- _TEXT TO READ_:
Just a factual point--you've made a lot in the last couple of postings about Oregon's income and unemployment levels as a way to cast us as a working class state.
Another variable issue: what defines "working class?" Since no one else has defined it except for the broad indicators of median income, poverty levels, and per-capita income, I have little choice but to use these in comparison.
My lens in these posts is not one about political science, it's about stopping the media stampede to draw conclusions that--as you point out--are unsupported by inconvenient facts. Oregon is an inconvenient fact in this narrative.
12:51 p.m.
May 21, '08
And the thing is, I know you probably won't revisit this thread, Paul, if past history is any indicator. A frustrating end to a conversation.
May 21, '08
Again, and as made clear by the way paul g. is misisng the point,we're dealing with regional cultural differences as much as anything else. And cultural differences are not amongst those tidy little pollster/pundit categories. I think implicitly the pollsters and talking heads use religious identification as a cultural signifier, but it's at best a crude one.
Bummer when real people do not fit tidily into demographic boxes.
May 21, '08
Looks like Obama is in trouble with Protestant Oregonians who go to church once a month.
I think Obama will continue having a hard time winning the votes of poor rural whites in the south and Appalachians, unless he comes up with and sells effectively a new New Deal.
May 21, '08
Another way to interpret the disparity in BHO vote getting between white Oregon, Kentucky, and West Virginian voters has to do with the amount of “white guilt” manifested in these areas. White voters in a state like Oregon with a low minority population are much more likely to vote for a charismatic candidate because he is black while denying to exit pollsters ethnicity had anything to do with their decision.
Many reasons given for supporting BHO could only apply because of his ethnicity, i.e. “historic candidate”, “uniter”, “will bridge the racial divide”, while not citing his positions which vary little from Hillary’s.
White voters from more diverse states who feel no ethnic guilt evaluate a candidate based on experience, issues, and ability. Whether this “guilt” mindset extends to the general election remains to be seen.
May 21, '08
This number, under 4% greater than 14% black population works for Obama, 5%-13% doesn't work. I have made the point that outside historical determinants, economic competition seems to drive racism and inside that 5-13 range you have increased competition without the corresponding numbers to make up for the losses due to racism. With that as a measure OR is predictably Obama in the Primary.

- _GIVEN DATA_:

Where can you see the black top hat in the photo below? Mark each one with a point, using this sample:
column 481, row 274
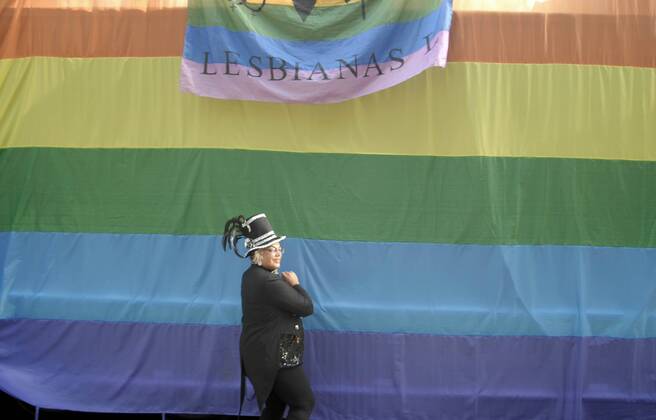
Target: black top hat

- _THINGS TO DO_:
[1] Decide whether each statement agrees with the Oregon voting discussion, answering yes or no and quoting the words of the discussion that settle it: (a) one commenter says that median income, poverty levels, and per-capita income are the only measures anyone has offered for "working class"; (b) one commenter expects Obama to win the votes of poor rural whites in the south easily; (c) one commenter calls religious identification a precise cultural signifier.
[2] Resume the Oregon voting discussion after its last sentence.
The material has no connection to the Oregon voting discussion.

- _SOLVED TASKS_:
[1]
(a) Yes: "Since no one else has defined it except for the broad indicators of median income, poverty levels, and per-capita income"
(b) No: "I think Obama will continue having a hard time winning the votes of poor rural whites in the south and Appalachians"
(c) No: "it's at best a crude one."

[2]
In some respects this analysis poses some uncomfortable problems for the Obama General Election Campaign. The ability of the upper end of that scale to over-ride is lessened considerably. I entirely recognize that this does not in any fashion reflect the vote of the principled Clinton voter naturally going (D) in a General. It certainly is of consideration regarding success.
There are other issues where the 4% number should cause some real concern.
1:22 p.m.
May 21, '08
The rural counties are so baffling to me and have blown me away.
Grant County, for example, gave George W. Bush a higher "yes" vote than any other Oregon county in 2004. In 2006, Grant County gave Kulongowski his second lowest "yes" vote, with only Harney likimg him less. Measure 36 had one of the highest "yes" votes, as did Measure 37, with over 70% approval. Heck, Grant County does not even have an active Democratic Party.
Those in the county aren't just conservative, they are extreme Far Right, having approved a ballot measure with over 70% to kick the United Nations out of Grant County, based upon an anti-semitic, militia based idea that supposes that a Jewish cabal, run through the UN, will begin to take over rural counties as a way of instituting a global government.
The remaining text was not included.